YOUR TASK:
Transcribe every record verbatim.

SOURCE MATERIAL:

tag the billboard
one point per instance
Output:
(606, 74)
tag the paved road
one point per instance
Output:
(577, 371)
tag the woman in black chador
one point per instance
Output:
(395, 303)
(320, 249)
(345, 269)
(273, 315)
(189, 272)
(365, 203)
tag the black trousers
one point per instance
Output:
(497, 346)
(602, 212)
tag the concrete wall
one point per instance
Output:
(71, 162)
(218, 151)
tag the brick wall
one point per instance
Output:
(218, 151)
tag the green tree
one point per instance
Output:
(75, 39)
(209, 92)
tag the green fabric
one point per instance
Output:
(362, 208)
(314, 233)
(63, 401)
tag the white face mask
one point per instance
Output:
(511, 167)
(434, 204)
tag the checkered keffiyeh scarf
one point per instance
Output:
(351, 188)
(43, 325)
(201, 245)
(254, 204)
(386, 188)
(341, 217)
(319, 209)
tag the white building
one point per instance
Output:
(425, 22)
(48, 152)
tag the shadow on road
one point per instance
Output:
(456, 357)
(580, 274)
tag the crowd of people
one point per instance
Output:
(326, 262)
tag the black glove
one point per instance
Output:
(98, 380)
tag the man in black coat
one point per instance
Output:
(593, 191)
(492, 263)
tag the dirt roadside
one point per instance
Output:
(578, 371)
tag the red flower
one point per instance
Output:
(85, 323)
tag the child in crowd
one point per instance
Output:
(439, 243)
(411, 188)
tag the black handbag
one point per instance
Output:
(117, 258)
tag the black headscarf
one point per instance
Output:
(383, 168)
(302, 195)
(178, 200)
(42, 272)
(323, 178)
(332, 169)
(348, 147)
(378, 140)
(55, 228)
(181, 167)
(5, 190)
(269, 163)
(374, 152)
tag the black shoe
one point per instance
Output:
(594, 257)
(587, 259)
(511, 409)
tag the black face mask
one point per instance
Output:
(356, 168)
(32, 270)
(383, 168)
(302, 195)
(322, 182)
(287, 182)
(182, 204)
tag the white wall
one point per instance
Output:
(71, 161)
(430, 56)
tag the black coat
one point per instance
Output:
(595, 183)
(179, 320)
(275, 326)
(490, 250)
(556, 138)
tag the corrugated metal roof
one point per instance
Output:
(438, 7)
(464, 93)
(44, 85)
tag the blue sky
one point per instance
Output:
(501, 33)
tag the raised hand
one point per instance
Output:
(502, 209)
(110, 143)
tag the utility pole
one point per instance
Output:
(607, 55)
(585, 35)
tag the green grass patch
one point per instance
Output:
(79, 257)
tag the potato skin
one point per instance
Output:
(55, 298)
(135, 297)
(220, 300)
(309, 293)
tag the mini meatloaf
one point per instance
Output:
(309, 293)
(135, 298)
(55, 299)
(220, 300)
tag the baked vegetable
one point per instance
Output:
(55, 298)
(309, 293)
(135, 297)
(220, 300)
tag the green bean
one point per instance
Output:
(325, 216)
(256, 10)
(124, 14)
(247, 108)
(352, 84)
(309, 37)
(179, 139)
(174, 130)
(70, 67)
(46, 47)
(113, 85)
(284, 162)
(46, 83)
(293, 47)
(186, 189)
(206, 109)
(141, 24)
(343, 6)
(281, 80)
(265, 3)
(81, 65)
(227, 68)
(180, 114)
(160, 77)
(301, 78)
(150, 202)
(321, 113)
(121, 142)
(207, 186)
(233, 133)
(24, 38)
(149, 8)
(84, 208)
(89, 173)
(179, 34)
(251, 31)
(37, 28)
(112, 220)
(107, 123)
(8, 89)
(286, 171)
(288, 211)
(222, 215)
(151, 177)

EXERCISE SOLUTION:
tag the billboard
one point per instance
Output:
(606, 74)
tag the paved road
one point per instance
Output:
(577, 371)
tag the woman in black chador
one point per instance
Output:
(395, 303)
(320, 249)
(345, 269)
(273, 315)
(189, 272)
(365, 203)
tag the black trousers
one point per instance
Output:
(497, 346)
(602, 212)
tag the concrete wall
one point per instance
Output:
(71, 162)
(218, 151)
tag the brick wall
one point per instance
Output:
(218, 151)
tag the green tree
one point per instance
Output:
(75, 39)
(209, 92)
tag the green fabric
one point per instance
Output:
(362, 208)
(314, 233)
(63, 401)
tag the white face mask
one point per instance
Output:
(511, 167)
(434, 204)
tag the checkered keffiyeh scarf
one point per instance
Output:
(351, 188)
(43, 325)
(201, 245)
(254, 204)
(386, 188)
(341, 217)
(319, 209)
tag the white building
one point per instance
Output:
(425, 22)
(48, 152)
tag the shadow on road
one point per instance
Output:
(456, 357)
(580, 274)
tag the crowd of people
one point per instance
Output:
(326, 262)
tag the black glove
one point per instance
Output:
(98, 380)
tag the man in black coat
one point per instance
Output:
(593, 191)
(492, 263)
tag the dirt roadside
one point per instance
Output:
(578, 371)
tag the red flower
one point per instance
Output:
(85, 323)
tag the child in crowd
one point per instance
Output:
(439, 243)
(411, 188)
tag the black handbag
one point per instance
Output:
(117, 258)
tag the black headscarf
one point per instance
Output:
(383, 168)
(302, 195)
(178, 200)
(42, 272)
(323, 178)
(332, 169)
(348, 147)
(378, 140)
(55, 228)
(181, 167)
(5, 190)
(269, 163)
(374, 152)
tag the black shoe
one point per instance
Output:
(594, 257)
(587, 259)
(511, 409)
tag the black face mask
one point per instance
Output:
(356, 168)
(32, 270)
(383, 168)
(302, 195)
(322, 182)
(287, 182)
(182, 204)
tag the white wall
one point per instance
Output:
(71, 161)
(430, 56)
tag the black coat
one point per instance
Output:
(595, 183)
(179, 320)
(275, 326)
(490, 250)
(556, 138)
tag the corrugated metal roof
one point per instance
Output:
(438, 7)
(464, 93)
(44, 85)
tag the blue sky
one point per instance
Output:
(501, 33)
tag the raised hand
one point per instance
Output:
(502, 209)
(110, 143)
tag the utility pole
one point per instance
Output:
(607, 55)
(585, 35)
tag the green grass patch
one point per instance
Output:
(79, 257)
tag the potato skin
one point per instance
Output:
(55, 298)
(135, 297)
(220, 300)
(309, 293)
tag the mini meatloaf
one point per instance
Output:
(309, 293)
(135, 298)
(55, 299)
(220, 300)
tag the baked vegetable
one point per instance
Output:
(55, 298)
(309, 293)
(135, 297)
(220, 300)
tag the green bean
one point per instance
Output:
(325, 216)
(256, 10)
(124, 14)
(247, 108)
(352, 84)
(309, 37)
(179, 139)
(174, 130)
(70, 67)
(46, 47)
(113, 85)
(284, 162)
(46, 83)
(293, 47)
(186, 189)
(206, 109)
(141, 24)
(343, 6)
(281, 80)
(265, 3)
(81, 65)
(227, 68)
(180, 114)
(160, 77)
(301, 78)
(150, 202)
(321, 113)
(121, 142)
(207, 186)
(233, 133)
(24, 38)
(149, 8)
(84, 208)
(89, 173)
(179, 34)
(251, 31)
(37, 28)
(112, 220)
(107, 123)
(8, 89)
(286, 171)
(288, 211)
(222, 215)
(151, 177)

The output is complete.